:: REQUISITOS DO EXERCÍCIO ::
1. Com base na notícia sobre a aliança entre Ducci e Greca, responda:
(a) A quem o deputado Stephanes Júnior telefonou para comunicar a intenção de disputar a Prefeitura de Curitiba com candidatura própria?
(b) A qual ex-prefeito Luciano Ducci anunciou apoio em nome do PSB?
(c) Quem o grupo neosocialista apoiava em 2012?
2. Dê a continuação da notícia sobre a aliança entre Ducci e Greca, a partir da última frase apresentada.

#### TRECHO SELECIONADO ####

Deu chabu na aliança Ducci & Greca; socialistas do PSB se dividem entre Stephanes Jr e Fruet

stephanes_psb_greca_ducci_doaticoO deputado Stephanes Júnior (PSB) telefonou ontem (13) mesmo ao presidente nacional do partido, Carlos Siqueira, para informá-lo da intenção de disputar com candidatura própria a Prefeitura de Curitiba.

O movimento do parlamentar socialista se deu após o anúncio unilateral do deputado Luciano Ducci, em nome do PSB, de apoio ao ex-prefeito Rafael Greca (PMN).

Na prática, a candidatura própria de Stephanes no PSB implode em menos de 24 horas a aliança entre os dois ex-prefeitos.

O diabo é que assim como Stephanes, o deputado Luiz Claudio Romanelli, Doático Santos, Arlete Rosa, dentre outros, haviam saído do PMDB de Roberto Requião justamente em virtude do lançamento da candidatura de Greca pela legenda em 2012. Na época, o grupo neosocialista apoiava Ducci.

#### DADOS BRUTOS ####

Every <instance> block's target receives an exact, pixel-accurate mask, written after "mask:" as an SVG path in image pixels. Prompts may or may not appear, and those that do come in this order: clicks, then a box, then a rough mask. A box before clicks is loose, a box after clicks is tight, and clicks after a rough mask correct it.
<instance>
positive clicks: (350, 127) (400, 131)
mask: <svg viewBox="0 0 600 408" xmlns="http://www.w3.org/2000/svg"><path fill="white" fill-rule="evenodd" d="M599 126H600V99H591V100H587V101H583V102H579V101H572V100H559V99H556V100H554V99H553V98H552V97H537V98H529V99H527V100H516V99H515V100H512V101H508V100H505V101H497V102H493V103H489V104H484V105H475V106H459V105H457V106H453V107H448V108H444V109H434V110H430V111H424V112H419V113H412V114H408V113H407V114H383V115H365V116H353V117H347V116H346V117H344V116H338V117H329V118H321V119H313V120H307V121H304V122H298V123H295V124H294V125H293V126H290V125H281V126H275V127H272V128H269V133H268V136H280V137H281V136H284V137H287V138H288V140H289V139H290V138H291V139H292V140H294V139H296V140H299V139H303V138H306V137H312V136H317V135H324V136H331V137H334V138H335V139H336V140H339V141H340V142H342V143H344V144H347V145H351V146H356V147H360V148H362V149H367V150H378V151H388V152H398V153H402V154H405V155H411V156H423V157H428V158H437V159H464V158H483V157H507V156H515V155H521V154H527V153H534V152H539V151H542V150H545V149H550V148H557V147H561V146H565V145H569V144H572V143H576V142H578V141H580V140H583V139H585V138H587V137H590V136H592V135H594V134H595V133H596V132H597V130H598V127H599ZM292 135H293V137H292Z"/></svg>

####
#### DADOS BRUTOS ####

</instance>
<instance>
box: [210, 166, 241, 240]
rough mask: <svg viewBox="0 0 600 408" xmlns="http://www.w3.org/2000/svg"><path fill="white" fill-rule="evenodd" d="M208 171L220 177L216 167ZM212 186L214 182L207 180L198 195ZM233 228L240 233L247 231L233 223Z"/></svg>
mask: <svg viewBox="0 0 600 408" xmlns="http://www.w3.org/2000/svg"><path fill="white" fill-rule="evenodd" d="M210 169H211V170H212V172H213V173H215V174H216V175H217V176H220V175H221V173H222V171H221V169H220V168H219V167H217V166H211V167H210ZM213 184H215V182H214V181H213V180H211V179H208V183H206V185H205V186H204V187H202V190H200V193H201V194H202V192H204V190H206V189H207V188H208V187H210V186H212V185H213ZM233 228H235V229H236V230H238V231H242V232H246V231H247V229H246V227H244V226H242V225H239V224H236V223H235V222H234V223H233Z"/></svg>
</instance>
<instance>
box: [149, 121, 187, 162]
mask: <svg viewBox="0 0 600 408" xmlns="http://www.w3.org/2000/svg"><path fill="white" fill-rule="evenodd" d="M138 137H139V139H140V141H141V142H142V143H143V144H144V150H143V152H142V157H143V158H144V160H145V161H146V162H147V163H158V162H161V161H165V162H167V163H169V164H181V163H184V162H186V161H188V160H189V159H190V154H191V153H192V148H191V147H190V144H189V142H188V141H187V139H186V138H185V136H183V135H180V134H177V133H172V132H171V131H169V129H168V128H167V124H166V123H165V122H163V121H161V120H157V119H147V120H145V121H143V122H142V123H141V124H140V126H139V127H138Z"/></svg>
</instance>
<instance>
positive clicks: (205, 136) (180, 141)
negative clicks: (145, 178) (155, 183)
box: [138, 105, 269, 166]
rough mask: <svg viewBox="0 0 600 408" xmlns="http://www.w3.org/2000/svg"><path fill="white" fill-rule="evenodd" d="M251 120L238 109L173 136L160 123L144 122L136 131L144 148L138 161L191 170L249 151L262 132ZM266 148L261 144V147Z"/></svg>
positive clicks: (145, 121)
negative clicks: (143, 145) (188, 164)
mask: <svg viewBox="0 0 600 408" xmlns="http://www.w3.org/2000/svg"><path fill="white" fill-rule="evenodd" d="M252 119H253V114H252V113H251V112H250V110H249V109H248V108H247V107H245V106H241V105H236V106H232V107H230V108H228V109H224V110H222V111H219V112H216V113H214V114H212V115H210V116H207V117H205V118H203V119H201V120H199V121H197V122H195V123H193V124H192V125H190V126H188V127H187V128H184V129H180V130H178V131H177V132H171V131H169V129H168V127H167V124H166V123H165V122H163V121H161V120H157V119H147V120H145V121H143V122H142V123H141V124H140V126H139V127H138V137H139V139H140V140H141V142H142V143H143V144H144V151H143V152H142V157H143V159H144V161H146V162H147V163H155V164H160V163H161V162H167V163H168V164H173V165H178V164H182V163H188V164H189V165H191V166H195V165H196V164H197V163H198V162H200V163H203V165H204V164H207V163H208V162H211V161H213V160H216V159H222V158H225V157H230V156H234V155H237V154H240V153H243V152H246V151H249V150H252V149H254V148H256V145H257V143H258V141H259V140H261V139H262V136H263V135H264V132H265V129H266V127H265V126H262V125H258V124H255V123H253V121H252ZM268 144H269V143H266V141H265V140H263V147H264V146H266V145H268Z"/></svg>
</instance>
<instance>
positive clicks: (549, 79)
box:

####
#### DADOS BRUTOS ####

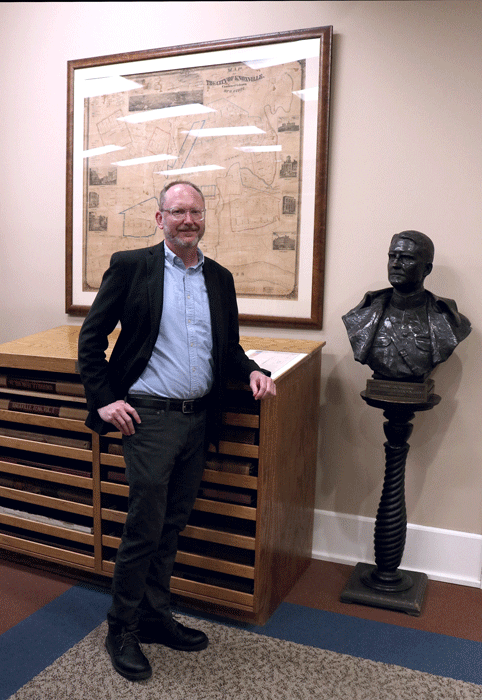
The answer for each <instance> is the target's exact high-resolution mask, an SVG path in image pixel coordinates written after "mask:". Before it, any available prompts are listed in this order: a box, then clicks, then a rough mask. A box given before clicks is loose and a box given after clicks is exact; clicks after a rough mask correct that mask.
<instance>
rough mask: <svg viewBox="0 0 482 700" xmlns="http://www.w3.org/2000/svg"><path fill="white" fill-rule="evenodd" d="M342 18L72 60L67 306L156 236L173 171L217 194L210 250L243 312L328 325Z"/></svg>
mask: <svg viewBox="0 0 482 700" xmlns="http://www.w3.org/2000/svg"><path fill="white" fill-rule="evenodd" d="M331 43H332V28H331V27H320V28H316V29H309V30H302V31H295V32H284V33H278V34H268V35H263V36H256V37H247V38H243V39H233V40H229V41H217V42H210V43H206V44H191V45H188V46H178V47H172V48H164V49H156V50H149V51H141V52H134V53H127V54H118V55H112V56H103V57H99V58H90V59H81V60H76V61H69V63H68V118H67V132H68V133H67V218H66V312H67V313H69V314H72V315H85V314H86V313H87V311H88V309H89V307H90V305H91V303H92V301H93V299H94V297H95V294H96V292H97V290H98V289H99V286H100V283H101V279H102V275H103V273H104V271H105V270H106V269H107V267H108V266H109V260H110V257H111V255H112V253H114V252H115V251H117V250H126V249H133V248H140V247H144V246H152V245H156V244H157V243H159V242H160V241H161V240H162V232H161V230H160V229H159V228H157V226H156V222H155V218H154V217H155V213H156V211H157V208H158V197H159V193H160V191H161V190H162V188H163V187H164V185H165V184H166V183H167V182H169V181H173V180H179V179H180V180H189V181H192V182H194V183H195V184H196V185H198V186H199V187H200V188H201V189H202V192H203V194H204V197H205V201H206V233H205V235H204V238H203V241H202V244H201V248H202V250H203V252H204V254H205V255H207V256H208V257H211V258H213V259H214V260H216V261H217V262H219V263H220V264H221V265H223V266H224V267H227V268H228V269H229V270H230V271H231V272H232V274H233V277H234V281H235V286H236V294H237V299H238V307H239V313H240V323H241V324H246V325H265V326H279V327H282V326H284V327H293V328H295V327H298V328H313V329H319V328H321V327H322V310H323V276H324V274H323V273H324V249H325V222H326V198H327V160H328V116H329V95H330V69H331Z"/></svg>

####

:: RESPOSTAS AOS PROBLEMAS ::
1.
(a) Ao presidente nacional do PSB, Carlos Siqueira.
(b) A Rafael Greca (PMN).
(c) Luciano Ducci.

2.
Stephanes reedita no PSB uma luta interna que travara durante anos dentro do PMDB. Experiência na guerra intestinal não lhe falta, nem a Doático que promete bater bumbo na Boca Maldita, neste sábado, contra a “aliança espúria” de Ducci & Greca. Ele lançará às 11 horas o Movimento PopulaR Nossa Curitiba.

“Nós socialistas – incluindo Stephanes Júnior – não podemos deixar a direita se unir em Curitiba”, frisa Doático, referindo-se à União entre Greca e Ducci.

Na frente política curitibana tem-se a sensação de que o antigo grupo que governou a cidade por 30 anos se reagrupou em virtude do fracasso da gestão de Gustavo Fruet (PDT), que também representou mais do mesmo – repetindo os mesmos vícios das gestões anteriores (leia-se Lerner, Greca, Taniguchi, Richa e Ducci).

Entretanto, o arqueiro Doático Santos diz que o grupo dissidente no PSB é mais simpático à reeleição de Fruet. “Stephanes tem pouca ou quase nenhuma chance”, cravou.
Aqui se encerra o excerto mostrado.